* Problem set:
a) In the article about the takedown notice sent to Chilling Effects, what year did Seidler's film And Then Came Lola debut?
b) Continue the article about the takedown notice sent to Chilling Effects, starting after its final sentence.

* Text passage:
+++++

Anti-Piracy Activist Issues Takedown To Chilling Effects To Take Down Her Takedown Notice To Google
from the stupidity-in-Russian-doll-form dept
Ellen Seidler -- anti-piracy activist and tilter at windmills -- continues down the road to irrelevance with her latest post at Vox Indie. Seidler's film And Then Came Lola debuted in 2010. As of 2015, this remains Seidler's sole foray into motion pictures. Over the past half-decade, she's filled her time with futile anti-piracy efforts and endless documentation of those futile efforts.
Rather than dial back her anti-piracy efforts and put that time and energy towards something more positive, she's decided to explore the limits of her credibility. Her latest post deals with her (presumably futile) effort to take down a takedown notice posted to Chilling Effects.
Earlier this week I sent Chilling Effects a DMCA takedown notice, requesting that the site remove links that lead directly to a pirated stream of our film, And Then Came Lola. How did the pirate link make its way to Chilling Effects? Well, it’s not a new tale. In fact, I’ve repeatedly written about the fact that pirate links reported (and removed) by Google search are routinely reposted on Chilling Effects. Google even goes so far as to provide a direct link to the reposted content so as not to inconvenience its users.As she notes (and documents), it only takes users a matter of seconds to uncover the link Google removed from its search results and head directly to it to avail themselves of free copies of Seidler's film. (It should be noted that the DMCA notice she's trying to remove links back to Wolfe Video -- home of Kathy Wolfe, who spends "half her profits" on anti-piracy efforts while offering no evidence that this produces any return on investment.)
So, her solution is to issue a takedown notice to Chilling Effects to have the DMCA notice itself removed from the clearinghouse database. I've reached out to Chilling Effects to see if it can provide me a copy of this takedown notice as I'd really like to see the rationale deployed to justify the removal of posted takedown notice.
Unsurprisingly, she had trouble locating where she should send this bogus takedown notice.

+++++

* Material:

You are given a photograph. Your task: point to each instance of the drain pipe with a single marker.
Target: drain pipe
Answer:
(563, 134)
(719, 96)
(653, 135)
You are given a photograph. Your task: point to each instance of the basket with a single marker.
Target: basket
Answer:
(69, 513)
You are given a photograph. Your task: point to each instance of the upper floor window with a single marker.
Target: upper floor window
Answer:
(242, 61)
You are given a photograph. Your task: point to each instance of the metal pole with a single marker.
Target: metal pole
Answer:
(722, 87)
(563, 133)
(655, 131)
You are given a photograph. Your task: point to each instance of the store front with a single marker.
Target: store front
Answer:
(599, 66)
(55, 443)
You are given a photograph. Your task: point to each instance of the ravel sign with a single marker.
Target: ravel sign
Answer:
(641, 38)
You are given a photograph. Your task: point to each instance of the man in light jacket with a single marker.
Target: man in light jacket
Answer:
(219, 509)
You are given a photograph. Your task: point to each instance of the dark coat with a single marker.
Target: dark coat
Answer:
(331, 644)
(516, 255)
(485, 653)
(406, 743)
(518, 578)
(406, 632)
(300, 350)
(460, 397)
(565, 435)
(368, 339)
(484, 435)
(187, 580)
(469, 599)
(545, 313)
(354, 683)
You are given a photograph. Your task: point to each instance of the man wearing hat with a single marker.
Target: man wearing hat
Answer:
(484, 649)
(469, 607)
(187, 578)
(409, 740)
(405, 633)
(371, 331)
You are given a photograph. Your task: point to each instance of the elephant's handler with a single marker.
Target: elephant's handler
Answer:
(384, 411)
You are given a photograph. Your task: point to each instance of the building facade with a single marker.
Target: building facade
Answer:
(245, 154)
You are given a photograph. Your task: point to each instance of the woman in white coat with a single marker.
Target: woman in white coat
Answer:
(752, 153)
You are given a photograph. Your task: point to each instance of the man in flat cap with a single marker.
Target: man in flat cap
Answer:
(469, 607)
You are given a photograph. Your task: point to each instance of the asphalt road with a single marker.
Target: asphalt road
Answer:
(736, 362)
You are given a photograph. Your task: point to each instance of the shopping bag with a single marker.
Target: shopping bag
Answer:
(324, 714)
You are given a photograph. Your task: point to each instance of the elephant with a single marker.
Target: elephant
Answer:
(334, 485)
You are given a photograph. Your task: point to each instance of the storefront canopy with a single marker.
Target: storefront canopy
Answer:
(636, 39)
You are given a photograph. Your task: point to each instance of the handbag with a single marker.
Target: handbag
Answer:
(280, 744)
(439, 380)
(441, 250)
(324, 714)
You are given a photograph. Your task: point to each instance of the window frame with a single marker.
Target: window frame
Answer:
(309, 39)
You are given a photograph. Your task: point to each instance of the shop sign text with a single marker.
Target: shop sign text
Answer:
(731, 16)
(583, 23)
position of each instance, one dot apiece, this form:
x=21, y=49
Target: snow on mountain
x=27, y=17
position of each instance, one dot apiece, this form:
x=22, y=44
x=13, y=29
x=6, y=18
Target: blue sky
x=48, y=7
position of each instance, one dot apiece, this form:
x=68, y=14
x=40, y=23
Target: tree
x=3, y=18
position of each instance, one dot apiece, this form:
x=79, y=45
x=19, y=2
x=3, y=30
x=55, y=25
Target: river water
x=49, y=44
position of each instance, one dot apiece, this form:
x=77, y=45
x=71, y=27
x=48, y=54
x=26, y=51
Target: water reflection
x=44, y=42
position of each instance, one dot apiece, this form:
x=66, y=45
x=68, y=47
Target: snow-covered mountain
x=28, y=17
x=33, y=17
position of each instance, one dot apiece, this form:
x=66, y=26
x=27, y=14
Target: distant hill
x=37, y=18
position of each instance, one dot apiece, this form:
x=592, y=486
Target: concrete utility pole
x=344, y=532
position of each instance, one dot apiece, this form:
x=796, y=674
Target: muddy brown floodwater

+++++

* Outputs in order:
a) 2010

b)
Prior to sending my DMCA notice to the good people at Chilling Effects, I attempted to search for its DMCA agent and an email to use. I couldn’t find one so resorted to sending my notice to the only email listed on the site team@chillingeffects.org which I found on the “about” page. Seems to me if you are in the business of sharing links to various sites reported for piracy, in order to comply the actual law, Chilling Effects should list a DMCA agent. It should also publish its removal process policy.It would seem obvious that Chilling Effects wouldn't need a DMCA notice because it does nothing more than archive takedown notices voluntarily forwarded to it by other sites. Takedown notices have already been complied with before they hit Chilling Effects. In essence, her takedown notice would be analogous to someone issuing a takedown notice to have a legal document removed from a third-party host, despite the fact that the document is actually a matter of public record.
While she admits Chilling Effects can also be a useful research tool, she's more concerned about its secondhand "posting" of infringing links to her content. But that's just it. It can't be useful for research by not posting the notices it receives. And it's a very valuable tool for documenting DMCA abuse which, while far from the majority of takedowns issued, is still prevalent enough it needs to be watched. Simply allowing takedown notices to vanish into the ether after they've been complied with (or rejected) would lead to an increase in abuse. People looking to silence critics or whitewash the internet would be far more prone to do so if they knew their takedown notices wouldn't be archived at publicly-accessible sites.
Seidler stresses how easy it is to go from point A (search results) to point B (Chilling Effects) in order to achieve objective C (infringing content) but rather than see this as the way the web is supposed to work, she sees a conspiracy aimed at uniting pirates with pirated goods in an overarching scheme to stick it to copyright holders.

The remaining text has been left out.